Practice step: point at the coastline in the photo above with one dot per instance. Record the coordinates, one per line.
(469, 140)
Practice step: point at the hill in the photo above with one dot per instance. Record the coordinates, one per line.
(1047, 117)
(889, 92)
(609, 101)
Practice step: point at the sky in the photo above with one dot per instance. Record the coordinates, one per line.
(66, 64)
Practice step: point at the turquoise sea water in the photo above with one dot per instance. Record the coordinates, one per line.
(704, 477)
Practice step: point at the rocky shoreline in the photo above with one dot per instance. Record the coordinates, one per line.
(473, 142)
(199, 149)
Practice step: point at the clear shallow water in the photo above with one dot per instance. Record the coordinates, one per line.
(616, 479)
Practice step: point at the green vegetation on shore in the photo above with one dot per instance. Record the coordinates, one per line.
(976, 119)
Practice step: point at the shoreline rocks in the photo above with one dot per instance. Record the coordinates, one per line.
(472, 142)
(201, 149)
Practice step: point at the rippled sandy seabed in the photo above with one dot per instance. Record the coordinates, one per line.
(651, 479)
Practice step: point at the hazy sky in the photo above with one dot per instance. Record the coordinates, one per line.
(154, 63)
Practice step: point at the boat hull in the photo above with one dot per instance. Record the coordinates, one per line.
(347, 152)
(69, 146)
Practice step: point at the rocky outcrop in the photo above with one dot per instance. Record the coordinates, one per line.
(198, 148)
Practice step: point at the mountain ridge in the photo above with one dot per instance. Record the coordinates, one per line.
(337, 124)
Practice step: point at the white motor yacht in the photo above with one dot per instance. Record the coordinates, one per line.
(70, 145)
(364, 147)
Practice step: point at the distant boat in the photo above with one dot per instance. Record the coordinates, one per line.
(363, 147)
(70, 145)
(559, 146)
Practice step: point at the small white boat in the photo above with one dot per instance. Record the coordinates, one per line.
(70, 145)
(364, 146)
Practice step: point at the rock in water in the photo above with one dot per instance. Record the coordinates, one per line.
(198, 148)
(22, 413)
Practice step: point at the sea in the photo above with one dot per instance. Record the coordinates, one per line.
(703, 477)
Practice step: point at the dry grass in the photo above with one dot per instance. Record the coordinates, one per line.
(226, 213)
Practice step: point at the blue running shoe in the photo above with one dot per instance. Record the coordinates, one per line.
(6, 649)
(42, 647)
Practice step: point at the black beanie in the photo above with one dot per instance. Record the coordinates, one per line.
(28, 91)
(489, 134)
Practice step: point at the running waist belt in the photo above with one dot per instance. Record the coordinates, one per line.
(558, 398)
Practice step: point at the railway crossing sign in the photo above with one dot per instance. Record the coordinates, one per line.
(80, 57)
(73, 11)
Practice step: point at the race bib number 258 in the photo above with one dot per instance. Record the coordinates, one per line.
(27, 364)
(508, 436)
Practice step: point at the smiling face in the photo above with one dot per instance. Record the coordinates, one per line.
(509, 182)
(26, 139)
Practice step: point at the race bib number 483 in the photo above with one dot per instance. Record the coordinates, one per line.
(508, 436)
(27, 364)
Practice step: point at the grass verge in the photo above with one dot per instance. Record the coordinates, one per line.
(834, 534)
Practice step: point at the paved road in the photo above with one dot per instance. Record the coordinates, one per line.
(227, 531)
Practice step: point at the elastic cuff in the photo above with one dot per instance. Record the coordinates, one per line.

★ ★ ★ ★ ★ ★ ★

◆ TASK
Please rescale everything from the line containing "Practice step: point at the race bib number 258" down to the end of the listing by rewriting those lines, requests included. Multiply each coordinate in the answers by 0.2 and round it to a whole number, with halves going up.

◆ ANSWER TO THE PROBLEM
Practice step: point at the race bib number 258 in the photo above with one dot per instance. Record the coordinates, one per line.
(5, 73)
(102, 87)
Practice step: point at the smiling face in the photo above with one dot per instance. Record the coordinates, one per line.
(102, 36)
(5, 28)
Practice step: point at the race bib number 483 in the photo above with one dot per instance. Record the coordinates, one per line.
(102, 87)
(5, 73)
Practice step: point at the grass verge in the photo above with one dot per instance. Record the coordinates, one per line.
(167, 107)
Practice step: point at the paved road in the photo above with one dot per instance. Record the coordinates, one per line.
(45, 106)
Practice step: point at the elastic cuff in the photo above with one dot per instance. Record the coordinates, one per line.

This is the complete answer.